RECORD EXCERPTS:
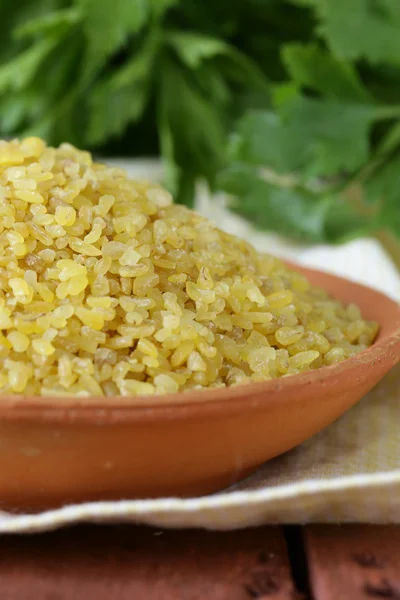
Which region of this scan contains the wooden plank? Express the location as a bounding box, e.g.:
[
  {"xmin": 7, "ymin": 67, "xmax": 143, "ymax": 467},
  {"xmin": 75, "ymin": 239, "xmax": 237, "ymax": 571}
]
[
  {"xmin": 305, "ymin": 525, "xmax": 400, "ymax": 600},
  {"xmin": 0, "ymin": 526, "xmax": 297, "ymax": 600}
]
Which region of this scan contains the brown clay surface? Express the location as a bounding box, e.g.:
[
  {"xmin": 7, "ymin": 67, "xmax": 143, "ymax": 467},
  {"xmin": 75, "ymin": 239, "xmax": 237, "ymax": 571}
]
[{"xmin": 0, "ymin": 269, "xmax": 400, "ymax": 510}]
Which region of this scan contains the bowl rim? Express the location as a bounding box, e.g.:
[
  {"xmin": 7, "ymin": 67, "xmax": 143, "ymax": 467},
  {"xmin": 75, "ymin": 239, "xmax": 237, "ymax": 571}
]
[{"xmin": 0, "ymin": 261, "xmax": 400, "ymax": 423}]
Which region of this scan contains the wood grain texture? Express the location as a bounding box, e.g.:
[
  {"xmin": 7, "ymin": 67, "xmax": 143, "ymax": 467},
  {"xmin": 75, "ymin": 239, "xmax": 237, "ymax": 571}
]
[
  {"xmin": 305, "ymin": 525, "xmax": 400, "ymax": 600},
  {"xmin": 0, "ymin": 526, "xmax": 297, "ymax": 600}
]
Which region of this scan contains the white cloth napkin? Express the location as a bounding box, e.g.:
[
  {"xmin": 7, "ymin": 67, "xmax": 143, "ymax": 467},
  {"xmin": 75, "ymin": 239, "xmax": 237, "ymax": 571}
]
[{"xmin": 0, "ymin": 160, "xmax": 400, "ymax": 533}]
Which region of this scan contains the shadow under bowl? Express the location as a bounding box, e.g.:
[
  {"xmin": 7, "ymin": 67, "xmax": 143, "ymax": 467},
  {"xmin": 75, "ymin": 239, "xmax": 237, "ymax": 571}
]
[{"xmin": 0, "ymin": 266, "xmax": 400, "ymax": 511}]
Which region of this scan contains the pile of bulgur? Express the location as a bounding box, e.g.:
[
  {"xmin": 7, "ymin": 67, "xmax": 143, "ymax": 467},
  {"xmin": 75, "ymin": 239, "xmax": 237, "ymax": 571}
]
[{"xmin": 0, "ymin": 138, "xmax": 377, "ymax": 396}]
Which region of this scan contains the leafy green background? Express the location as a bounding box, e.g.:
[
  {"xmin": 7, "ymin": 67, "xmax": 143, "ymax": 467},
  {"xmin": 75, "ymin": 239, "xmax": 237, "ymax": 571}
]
[{"xmin": 0, "ymin": 0, "xmax": 400, "ymax": 243}]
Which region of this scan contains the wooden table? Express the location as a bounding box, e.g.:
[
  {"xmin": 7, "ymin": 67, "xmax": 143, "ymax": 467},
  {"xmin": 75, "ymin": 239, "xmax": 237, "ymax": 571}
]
[{"xmin": 0, "ymin": 525, "xmax": 400, "ymax": 600}]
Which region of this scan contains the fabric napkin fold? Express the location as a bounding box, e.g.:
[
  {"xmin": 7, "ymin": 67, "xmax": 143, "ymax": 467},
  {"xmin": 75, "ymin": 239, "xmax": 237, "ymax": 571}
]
[{"xmin": 0, "ymin": 161, "xmax": 400, "ymax": 533}]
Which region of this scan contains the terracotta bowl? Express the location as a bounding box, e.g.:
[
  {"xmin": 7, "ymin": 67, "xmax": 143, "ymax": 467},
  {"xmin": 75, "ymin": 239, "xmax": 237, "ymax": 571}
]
[{"xmin": 0, "ymin": 267, "xmax": 400, "ymax": 511}]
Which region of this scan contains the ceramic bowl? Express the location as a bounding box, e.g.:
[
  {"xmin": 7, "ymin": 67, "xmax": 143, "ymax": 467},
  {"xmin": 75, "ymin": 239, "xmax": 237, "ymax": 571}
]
[{"xmin": 0, "ymin": 267, "xmax": 400, "ymax": 511}]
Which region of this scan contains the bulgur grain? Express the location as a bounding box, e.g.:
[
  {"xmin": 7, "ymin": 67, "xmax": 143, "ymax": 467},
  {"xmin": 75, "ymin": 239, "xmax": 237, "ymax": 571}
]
[{"xmin": 0, "ymin": 138, "xmax": 378, "ymax": 396}]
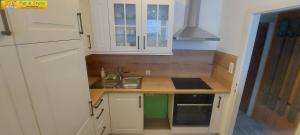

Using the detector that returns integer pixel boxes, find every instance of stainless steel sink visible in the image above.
[90,77,142,89]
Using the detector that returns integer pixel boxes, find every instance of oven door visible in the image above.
[173,104,213,127]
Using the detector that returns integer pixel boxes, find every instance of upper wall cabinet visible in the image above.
[0,10,14,46]
[9,0,82,44]
[91,0,174,54]
[142,0,174,53]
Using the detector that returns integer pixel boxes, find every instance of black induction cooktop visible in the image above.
[172,78,211,89]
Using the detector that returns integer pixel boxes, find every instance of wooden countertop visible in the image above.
[89,77,230,105]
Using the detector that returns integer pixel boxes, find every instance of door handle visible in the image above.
[139,96,142,108]
[77,13,83,34]
[87,35,92,49]
[143,36,146,49]
[177,104,212,107]
[217,96,222,108]
[0,10,11,36]
[138,36,140,49]
[89,101,94,116]
[96,109,104,119]
[95,99,103,109]
[100,126,106,135]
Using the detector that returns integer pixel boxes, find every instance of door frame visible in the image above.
[224,1,300,135]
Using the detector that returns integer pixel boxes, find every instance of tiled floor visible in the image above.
[233,112,280,135]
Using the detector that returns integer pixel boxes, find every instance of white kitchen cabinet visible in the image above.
[94,95,111,135]
[108,0,142,52]
[0,10,14,46]
[76,118,98,135]
[142,0,174,53]
[90,0,110,53]
[17,40,90,135]
[0,46,39,135]
[8,0,82,44]
[209,94,224,133]
[91,0,174,55]
[109,93,144,134]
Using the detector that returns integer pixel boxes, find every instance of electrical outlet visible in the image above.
[228,62,234,74]
[145,69,151,76]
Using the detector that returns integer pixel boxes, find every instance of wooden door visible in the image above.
[142,0,174,53]
[9,0,82,44]
[0,46,39,135]
[109,93,144,134]
[17,40,90,135]
[0,10,14,46]
[108,0,141,52]
[240,23,269,113]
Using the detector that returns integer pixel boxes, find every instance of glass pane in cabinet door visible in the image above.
[114,4,125,25]
[159,5,169,26]
[126,27,136,47]
[147,5,157,26]
[126,4,136,26]
[158,28,168,47]
[147,27,158,47]
[116,27,125,46]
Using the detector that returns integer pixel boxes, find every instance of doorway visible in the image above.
[233,10,300,135]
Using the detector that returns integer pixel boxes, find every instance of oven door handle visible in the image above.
[177,104,212,107]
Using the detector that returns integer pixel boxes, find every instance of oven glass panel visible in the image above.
[173,104,212,126]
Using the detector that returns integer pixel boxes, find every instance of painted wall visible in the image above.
[217,0,299,55]
[173,0,223,50]
[217,0,300,135]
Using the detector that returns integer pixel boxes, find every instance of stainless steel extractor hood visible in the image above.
[173,0,220,41]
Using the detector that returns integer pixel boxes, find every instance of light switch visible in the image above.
[228,62,234,74]
[145,69,151,76]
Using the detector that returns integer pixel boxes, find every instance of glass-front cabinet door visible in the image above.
[142,0,174,53]
[109,0,141,52]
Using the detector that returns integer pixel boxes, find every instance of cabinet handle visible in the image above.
[87,35,92,49]
[96,109,104,119]
[89,101,94,116]
[138,36,140,49]
[0,10,11,36]
[100,126,106,135]
[95,99,103,109]
[217,96,222,108]
[143,36,146,49]
[139,96,142,108]
[77,13,83,34]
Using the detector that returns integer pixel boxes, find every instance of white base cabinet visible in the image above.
[93,95,111,135]
[109,93,144,134]
[0,46,39,135]
[17,40,90,135]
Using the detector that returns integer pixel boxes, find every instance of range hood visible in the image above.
[173,0,220,41]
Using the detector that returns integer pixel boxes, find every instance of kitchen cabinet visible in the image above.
[94,95,111,135]
[209,94,224,133]
[76,118,98,135]
[142,0,174,53]
[109,93,144,134]
[0,10,14,46]
[108,0,142,52]
[0,46,40,135]
[8,0,83,44]
[91,0,174,55]
[17,40,90,135]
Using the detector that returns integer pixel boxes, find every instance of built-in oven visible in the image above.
[173,94,214,127]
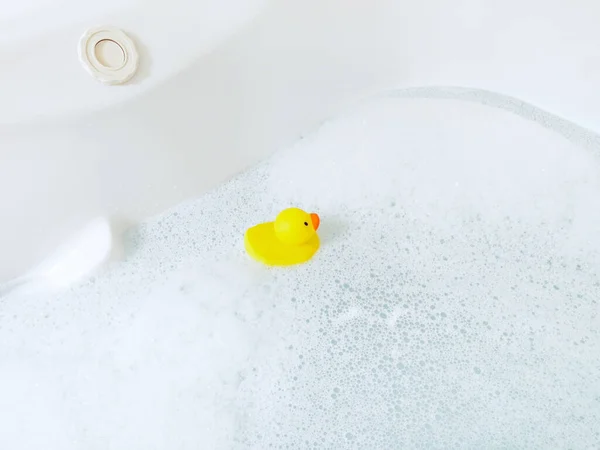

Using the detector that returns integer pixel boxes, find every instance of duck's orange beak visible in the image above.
[310,213,321,231]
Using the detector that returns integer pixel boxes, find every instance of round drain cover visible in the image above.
[79,27,139,84]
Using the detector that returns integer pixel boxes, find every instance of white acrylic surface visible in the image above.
[0,0,600,281]
[0,96,600,450]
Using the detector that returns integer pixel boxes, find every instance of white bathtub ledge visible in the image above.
[0,0,266,124]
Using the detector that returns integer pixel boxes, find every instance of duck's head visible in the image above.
[275,208,320,245]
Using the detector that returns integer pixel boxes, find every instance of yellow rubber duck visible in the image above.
[244,208,320,266]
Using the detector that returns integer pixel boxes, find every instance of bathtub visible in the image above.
[0,0,600,450]
[0,0,600,280]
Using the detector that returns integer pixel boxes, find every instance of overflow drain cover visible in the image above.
[79,27,139,84]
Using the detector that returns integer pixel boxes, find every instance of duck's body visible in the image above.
[244,208,320,266]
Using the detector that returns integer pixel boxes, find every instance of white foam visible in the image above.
[0,94,600,450]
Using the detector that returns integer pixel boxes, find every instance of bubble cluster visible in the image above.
[0,93,600,450]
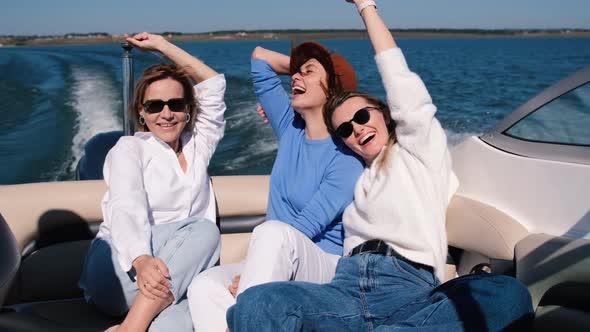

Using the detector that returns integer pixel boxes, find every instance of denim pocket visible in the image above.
[391,257,436,287]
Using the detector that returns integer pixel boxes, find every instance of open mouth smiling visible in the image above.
[292,86,306,95]
[359,133,375,146]
[157,122,178,128]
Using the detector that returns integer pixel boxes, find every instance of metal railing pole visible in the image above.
[121,42,135,135]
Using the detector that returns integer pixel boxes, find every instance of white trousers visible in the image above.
[188,221,340,332]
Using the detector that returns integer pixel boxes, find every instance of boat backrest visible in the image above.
[447,195,529,261]
[0,214,21,308]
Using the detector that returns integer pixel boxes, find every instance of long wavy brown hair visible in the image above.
[129,64,198,131]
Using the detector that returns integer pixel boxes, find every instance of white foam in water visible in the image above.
[68,67,122,172]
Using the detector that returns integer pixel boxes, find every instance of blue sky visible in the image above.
[0,0,590,35]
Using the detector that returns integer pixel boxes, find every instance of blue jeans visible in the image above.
[227,254,533,332]
[79,218,220,331]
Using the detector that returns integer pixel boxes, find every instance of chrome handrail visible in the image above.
[121,42,135,135]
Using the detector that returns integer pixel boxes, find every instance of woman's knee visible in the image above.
[80,239,129,316]
[492,275,533,313]
[252,220,292,243]
[184,220,221,251]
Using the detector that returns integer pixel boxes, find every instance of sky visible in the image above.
[0,0,590,35]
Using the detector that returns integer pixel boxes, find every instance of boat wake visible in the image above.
[63,66,123,172]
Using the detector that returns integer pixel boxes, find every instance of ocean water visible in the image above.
[0,38,590,184]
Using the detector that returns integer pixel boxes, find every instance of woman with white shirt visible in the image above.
[80,33,226,331]
[227,0,533,331]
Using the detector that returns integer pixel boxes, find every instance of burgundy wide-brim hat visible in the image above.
[289,41,357,91]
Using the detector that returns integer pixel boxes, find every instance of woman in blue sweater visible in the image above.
[189,42,363,331]
[227,0,533,332]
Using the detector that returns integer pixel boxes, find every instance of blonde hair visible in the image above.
[324,91,397,170]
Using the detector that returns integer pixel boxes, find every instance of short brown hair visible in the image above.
[289,41,357,98]
[129,64,198,131]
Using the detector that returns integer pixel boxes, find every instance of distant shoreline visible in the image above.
[0,29,590,46]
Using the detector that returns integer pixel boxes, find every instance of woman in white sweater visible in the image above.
[80,33,225,331]
[227,0,532,331]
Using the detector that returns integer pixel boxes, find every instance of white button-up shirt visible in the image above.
[97,74,226,271]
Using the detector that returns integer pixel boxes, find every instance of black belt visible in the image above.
[348,240,434,273]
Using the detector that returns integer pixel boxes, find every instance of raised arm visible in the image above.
[125,32,217,83]
[346,0,397,54]
[252,46,291,75]
[347,0,448,168]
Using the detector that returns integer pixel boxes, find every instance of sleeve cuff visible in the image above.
[194,74,225,98]
[118,244,152,272]
[375,47,410,73]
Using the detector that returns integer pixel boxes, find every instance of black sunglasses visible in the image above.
[143,98,186,114]
[336,106,380,138]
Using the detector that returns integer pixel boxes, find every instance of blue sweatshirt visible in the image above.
[251,59,364,255]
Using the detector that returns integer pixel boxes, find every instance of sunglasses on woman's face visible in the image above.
[143,98,186,114]
[336,106,379,138]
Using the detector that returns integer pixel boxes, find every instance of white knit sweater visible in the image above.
[343,48,459,281]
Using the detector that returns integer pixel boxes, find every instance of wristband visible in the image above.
[356,0,377,15]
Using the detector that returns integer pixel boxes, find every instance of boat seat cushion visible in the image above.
[0,298,122,332]
[446,195,529,260]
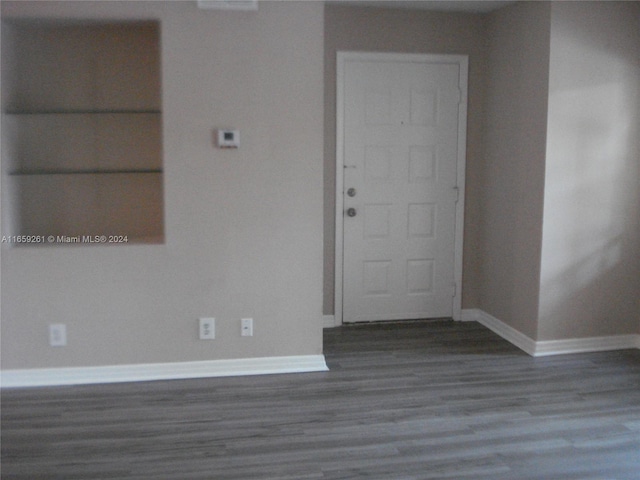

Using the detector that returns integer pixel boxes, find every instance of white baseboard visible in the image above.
[0,355,328,388]
[462,309,640,357]
[535,335,640,357]
[322,315,338,328]
[462,309,536,356]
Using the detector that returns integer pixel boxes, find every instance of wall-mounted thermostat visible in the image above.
[218,129,240,148]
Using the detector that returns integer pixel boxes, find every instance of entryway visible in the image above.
[335,52,468,324]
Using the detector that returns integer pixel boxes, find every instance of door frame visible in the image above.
[334,51,469,325]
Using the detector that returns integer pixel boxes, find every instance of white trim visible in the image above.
[322,315,338,328]
[0,355,329,388]
[462,309,640,357]
[466,310,536,356]
[334,52,469,325]
[535,335,640,357]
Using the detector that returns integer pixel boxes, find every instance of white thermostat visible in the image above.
[218,129,240,148]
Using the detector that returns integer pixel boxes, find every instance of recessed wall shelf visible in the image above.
[2,22,164,243]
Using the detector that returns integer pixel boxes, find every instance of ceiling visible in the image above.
[327,0,515,13]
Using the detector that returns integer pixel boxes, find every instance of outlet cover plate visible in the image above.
[49,323,67,347]
[198,317,216,340]
[240,318,253,337]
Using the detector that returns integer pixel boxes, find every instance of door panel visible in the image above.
[342,60,461,322]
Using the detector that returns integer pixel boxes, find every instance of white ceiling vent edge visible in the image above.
[198,0,258,11]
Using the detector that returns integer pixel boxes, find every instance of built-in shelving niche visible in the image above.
[2,21,164,244]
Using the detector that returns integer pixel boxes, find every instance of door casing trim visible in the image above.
[334,51,469,325]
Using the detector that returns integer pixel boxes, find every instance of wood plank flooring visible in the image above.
[1,321,640,480]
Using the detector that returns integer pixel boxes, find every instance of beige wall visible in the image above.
[539,2,640,340]
[479,2,550,339]
[323,5,485,315]
[2,1,323,369]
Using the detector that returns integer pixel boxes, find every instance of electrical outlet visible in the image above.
[240,318,253,337]
[199,318,216,340]
[49,323,67,347]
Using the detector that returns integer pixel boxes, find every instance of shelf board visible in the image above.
[4,110,162,115]
[9,168,162,177]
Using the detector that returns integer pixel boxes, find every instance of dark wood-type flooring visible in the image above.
[1,321,640,480]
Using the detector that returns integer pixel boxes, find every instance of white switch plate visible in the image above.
[199,317,216,340]
[49,323,67,347]
[240,318,253,337]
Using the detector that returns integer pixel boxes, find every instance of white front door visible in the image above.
[338,53,467,322]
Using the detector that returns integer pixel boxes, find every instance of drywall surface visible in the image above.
[479,2,550,340]
[539,2,640,340]
[2,1,323,369]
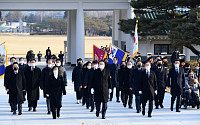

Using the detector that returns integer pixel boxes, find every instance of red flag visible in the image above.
[92,45,107,61]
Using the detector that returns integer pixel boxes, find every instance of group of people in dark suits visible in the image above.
[4,57,67,119]
[72,49,198,119]
[4,49,199,119]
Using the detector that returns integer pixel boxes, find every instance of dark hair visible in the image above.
[156,59,162,63]
[86,61,91,66]
[19,57,24,61]
[56,59,61,62]
[120,61,126,65]
[99,60,105,64]
[77,58,83,63]
[10,57,16,61]
[92,60,98,64]
[174,59,180,62]
[156,56,160,58]
[114,57,118,61]
[46,58,52,63]
[52,66,58,72]
[185,63,190,67]
[13,62,19,65]
[30,59,36,62]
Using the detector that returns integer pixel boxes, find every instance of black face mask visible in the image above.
[13,67,18,71]
[137,65,141,68]
[78,62,83,66]
[158,63,162,67]
[121,65,126,68]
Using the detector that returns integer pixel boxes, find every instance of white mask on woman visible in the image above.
[99,65,105,69]
[56,63,60,66]
[87,66,92,69]
[48,64,52,68]
[53,70,58,79]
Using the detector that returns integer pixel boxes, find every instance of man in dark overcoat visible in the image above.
[93,61,112,119]
[139,62,157,117]
[5,62,26,115]
[167,59,185,112]
[25,59,41,112]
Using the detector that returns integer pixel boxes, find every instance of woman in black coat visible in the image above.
[93,61,112,119]
[118,61,126,104]
[72,59,83,104]
[24,59,41,112]
[5,62,26,115]
[49,66,66,119]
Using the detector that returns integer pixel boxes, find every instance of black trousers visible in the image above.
[28,100,37,108]
[171,94,181,110]
[96,102,107,117]
[110,87,119,100]
[121,90,125,104]
[76,91,82,100]
[10,97,22,112]
[186,91,199,105]
[142,99,153,114]
[135,94,141,111]
[46,97,51,112]
[124,90,133,106]
[89,94,94,110]
[155,90,165,106]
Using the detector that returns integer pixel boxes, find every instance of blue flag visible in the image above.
[108,44,127,64]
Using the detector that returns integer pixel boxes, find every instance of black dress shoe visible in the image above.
[18,112,22,115]
[96,111,99,117]
[57,110,60,118]
[128,106,133,109]
[116,100,120,102]
[102,116,106,119]
[13,111,17,115]
[28,107,32,111]
[33,108,36,112]
[142,111,145,116]
[123,103,126,108]
[170,107,173,111]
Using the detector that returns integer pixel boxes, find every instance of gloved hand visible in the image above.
[155,90,158,95]
[109,89,112,94]
[91,88,94,94]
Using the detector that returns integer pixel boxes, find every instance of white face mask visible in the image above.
[127,65,132,69]
[19,61,24,65]
[48,64,52,68]
[87,66,92,69]
[53,70,58,79]
[145,66,150,71]
[94,65,98,69]
[30,63,35,67]
[56,63,60,66]
[99,65,105,69]
[174,64,179,68]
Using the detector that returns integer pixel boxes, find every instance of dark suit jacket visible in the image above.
[152,66,167,91]
[167,67,185,95]
[140,70,157,100]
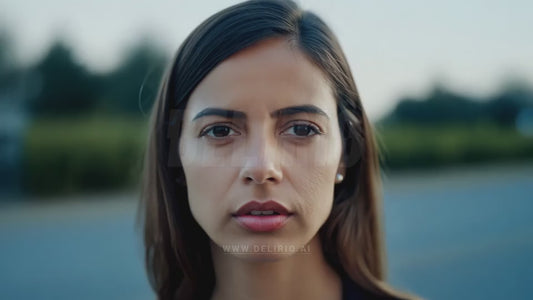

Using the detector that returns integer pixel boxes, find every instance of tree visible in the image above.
[31,41,99,115]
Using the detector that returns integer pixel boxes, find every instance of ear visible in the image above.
[337,158,346,176]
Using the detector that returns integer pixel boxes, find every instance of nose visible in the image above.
[241,132,283,184]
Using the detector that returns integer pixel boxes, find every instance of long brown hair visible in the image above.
[139,0,416,299]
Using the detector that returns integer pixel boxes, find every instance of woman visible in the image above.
[141,1,416,299]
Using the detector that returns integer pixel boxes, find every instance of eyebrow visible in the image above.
[192,105,329,121]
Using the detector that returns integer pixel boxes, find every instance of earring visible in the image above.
[335,173,344,183]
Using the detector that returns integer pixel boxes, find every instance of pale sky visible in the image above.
[0,0,533,120]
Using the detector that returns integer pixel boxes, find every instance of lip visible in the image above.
[233,200,292,216]
[232,200,292,232]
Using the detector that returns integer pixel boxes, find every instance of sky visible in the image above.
[0,0,533,120]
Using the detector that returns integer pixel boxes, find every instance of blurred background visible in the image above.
[0,0,533,299]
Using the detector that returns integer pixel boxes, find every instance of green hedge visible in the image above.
[377,124,533,169]
[23,117,533,195]
[23,117,147,195]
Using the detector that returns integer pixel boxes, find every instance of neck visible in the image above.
[211,235,342,300]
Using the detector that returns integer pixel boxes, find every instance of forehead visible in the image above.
[186,39,336,119]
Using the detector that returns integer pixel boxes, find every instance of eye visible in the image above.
[200,125,239,139]
[284,124,322,137]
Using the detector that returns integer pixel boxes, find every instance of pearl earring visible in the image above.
[335,173,344,183]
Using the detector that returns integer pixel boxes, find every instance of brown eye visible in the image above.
[200,125,236,138]
[287,124,321,137]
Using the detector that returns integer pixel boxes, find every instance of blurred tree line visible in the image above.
[0,32,168,118]
[381,81,533,127]
[0,30,533,195]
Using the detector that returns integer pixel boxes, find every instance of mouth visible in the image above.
[232,200,293,217]
[232,201,293,232]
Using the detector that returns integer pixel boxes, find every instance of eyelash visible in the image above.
[199,123,323,139]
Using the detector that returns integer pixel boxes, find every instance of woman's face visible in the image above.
[179,39,342,257]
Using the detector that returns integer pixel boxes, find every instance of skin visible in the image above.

STATED GOAL: Rewrite the part that opens with the line containing "tree visible in the image above." and closes with the line containing "[141,1,416,299]", swapping "integer pixel boxes" for "whole-number pixel boxes" and keeping everything else the same.

WRITTEN RESPONSE:
Using the detector that returns whole-number pixel boxes, find every instance of tree visible in the image above.
[31,41,99,115]
Using the detector that returns whole-number pixel boxes, find every instance of ear visible in the image above.
[337,158,346,176]
Using the detector that returns whole-number pixel boxes, find every instance of nose visible in the image above.
[241,132,283,184]
Using the detector that returns whole-number pixel boxes, find every instance of long brown hair visible in the image above.
[139,0,416,299]
Using the detector that returns whole-number pixel boxes, find every instance of woman visible in the image above.
[141,1,416,299]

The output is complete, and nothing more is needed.